>> START TEXT PROVIDED

The Cu–Zn–Al catalyst is conventionally prepared from aqueous solutions of copper, zinc and aluminum nitrates coprecipitated with a solution of alkali carbonate or bicarbonate to produce a solid catalyst precursor, Cu–Zn–Al-hydroxycarbonates. Heat treatments on the precursor result in the Cu–Zn–Al-oxides. In the chemistry of catalyst preparation via coprecipitation, the formation of a structurally active precursor depends on the preparation conditions such as the type of precipitating agent, pH, coprecipitation temperature, and aging time [810]. For example, the structure of the precursor is greatly affected by the rate of addition of the metal nitrates and the concentration of the sodium bicarbonate solution [11]. A structurally active precursor is a precursor possessing special microstructures (i.e. malachite, aurichalcite, or hydrotalcite) that induces the creation of active species during heat treatments. It is worth mentioning that highly dispersed nano-size copper particles, the active species of the methanol synthesis catalyst are readily generated from thermal decompositions of the Cu–Zn–Al-hydrotalcites [8, 9].

>> END TEXT PROVIDED
>> START RECORD EXTRACTS

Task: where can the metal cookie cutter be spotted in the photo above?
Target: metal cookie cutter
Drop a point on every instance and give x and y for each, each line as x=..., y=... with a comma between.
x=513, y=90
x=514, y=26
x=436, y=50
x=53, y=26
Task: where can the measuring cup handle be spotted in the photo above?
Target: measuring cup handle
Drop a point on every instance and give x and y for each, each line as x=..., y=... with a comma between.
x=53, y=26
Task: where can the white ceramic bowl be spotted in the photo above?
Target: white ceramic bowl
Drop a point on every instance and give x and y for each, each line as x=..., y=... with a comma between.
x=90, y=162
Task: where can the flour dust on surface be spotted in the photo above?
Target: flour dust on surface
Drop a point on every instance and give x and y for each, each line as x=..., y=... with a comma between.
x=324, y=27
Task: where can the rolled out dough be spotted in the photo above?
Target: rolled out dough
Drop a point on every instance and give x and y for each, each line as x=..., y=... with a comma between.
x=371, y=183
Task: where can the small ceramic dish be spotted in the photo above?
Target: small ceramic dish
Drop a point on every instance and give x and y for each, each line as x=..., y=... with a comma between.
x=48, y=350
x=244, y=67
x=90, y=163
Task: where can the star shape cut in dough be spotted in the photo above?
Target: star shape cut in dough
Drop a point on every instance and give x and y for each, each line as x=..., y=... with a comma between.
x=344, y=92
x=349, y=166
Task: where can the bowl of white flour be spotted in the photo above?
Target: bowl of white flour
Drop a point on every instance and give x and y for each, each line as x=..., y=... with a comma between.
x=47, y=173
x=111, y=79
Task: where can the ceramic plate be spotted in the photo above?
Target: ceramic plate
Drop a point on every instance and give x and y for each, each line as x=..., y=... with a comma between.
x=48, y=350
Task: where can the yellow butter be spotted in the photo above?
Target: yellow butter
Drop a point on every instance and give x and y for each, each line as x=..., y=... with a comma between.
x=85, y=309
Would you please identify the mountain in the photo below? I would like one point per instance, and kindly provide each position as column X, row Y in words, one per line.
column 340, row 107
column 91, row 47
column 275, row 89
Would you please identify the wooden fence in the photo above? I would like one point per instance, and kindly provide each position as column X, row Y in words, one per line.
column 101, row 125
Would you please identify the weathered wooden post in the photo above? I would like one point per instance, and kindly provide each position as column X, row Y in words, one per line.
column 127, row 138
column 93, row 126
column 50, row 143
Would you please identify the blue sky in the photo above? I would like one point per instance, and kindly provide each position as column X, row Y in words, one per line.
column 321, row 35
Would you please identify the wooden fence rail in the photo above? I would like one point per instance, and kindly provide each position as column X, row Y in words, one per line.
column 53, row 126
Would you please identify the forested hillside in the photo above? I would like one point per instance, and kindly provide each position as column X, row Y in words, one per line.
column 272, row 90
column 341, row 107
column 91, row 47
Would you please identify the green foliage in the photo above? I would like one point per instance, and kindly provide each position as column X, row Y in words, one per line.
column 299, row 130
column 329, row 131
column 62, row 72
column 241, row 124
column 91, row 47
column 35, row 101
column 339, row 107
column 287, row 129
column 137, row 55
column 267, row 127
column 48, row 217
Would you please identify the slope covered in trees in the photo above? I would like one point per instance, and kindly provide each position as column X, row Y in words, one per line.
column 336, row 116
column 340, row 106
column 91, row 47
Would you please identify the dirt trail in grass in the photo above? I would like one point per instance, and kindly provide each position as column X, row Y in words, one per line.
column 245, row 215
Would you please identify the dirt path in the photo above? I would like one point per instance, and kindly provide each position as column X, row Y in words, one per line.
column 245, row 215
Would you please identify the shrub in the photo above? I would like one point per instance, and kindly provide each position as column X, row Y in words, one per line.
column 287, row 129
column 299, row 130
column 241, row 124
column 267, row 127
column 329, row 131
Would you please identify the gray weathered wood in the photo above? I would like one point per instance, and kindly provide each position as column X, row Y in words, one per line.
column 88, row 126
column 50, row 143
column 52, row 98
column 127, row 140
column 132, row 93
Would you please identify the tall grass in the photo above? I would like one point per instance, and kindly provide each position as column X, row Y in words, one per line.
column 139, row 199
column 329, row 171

>> END RECORD EXTRACTS

*EXERCISES TO COMPLETE*:
1. Could you turn the paragraph beginning "The Cu–Zn–Al catalyst is conventionally prepared" in the passage on catalyst preparation into a brief bulleted list that keeps its main facts?
2. Can you write what comes next in the passage on catalyst preparation, picking up after its last sentence?

*FINAL RESULTS*:
1.
- The Cu–Zn–Al catalyst is conventionally made by coprecipitating aqueous copper, zinc and aluminum nitrates with an alkali carbonate or bicarbonate solution.
- This yields a solid precursor, Cu–Zn–Al-hydroxycarbonates, which heat treatment turns into Cu–Zn–Al-oxides.
- Whether a structurally active precursor forms depends on preparation conditions: precipitating agent, pH, coprecipitation temperature and aging time.
- The precursor's structure is strongly affected by how fast the metal nitrates are added and by the sodium bicarbonate concentration.
- A structurally active precursor has special microstructures (malachite, aurichalcite or hydrotalcite) that lead to active species forming during heat treatment.
- Highly dispersed nano-size copper particles, the active species of the methanol synthesis catalyst, readily form when Cu–Zn–Al-hydrotalcites decompose thermally.

2.
Although developments of Cu–Zn–Al-based catalysts have reached a certain maturity, research on this catalytic system is still very active. A microstructure modification by an addition of a fourth component into the Cu–Zn–Al-oxide is expected to improve the catalytic activity and stability [7, 12]. For example, manganese (or other promoters such as gallium, yttrium, and lanthanum) was suggested as a promoter to increase the dispersion and reducibility of copper and therefore it improves the catalytic reactivity. Weide Zhang et al. and Taghizadeh et al. developed a quaternary catalyst of Cu–Zn–Al–Mn and reported the catalytic enhancements for the methanol formation as well as for the DME synthesis [6, 12, 13]. Unfortunately, these works did not reveal and discuss in detail the effect of the preparation method on the formation of the precursors and on the performances of the resulted catalysts. Importantly, the most responsible factor for the high reactivity of the Cu–Zn–Al catalyst is still unclear to us, it may be the presence of manganese or the method of preparation. Our hypothesis is if the earlier factor is the most responsible factor, the catalytic activity is independent or just slightly dependent on the latter one.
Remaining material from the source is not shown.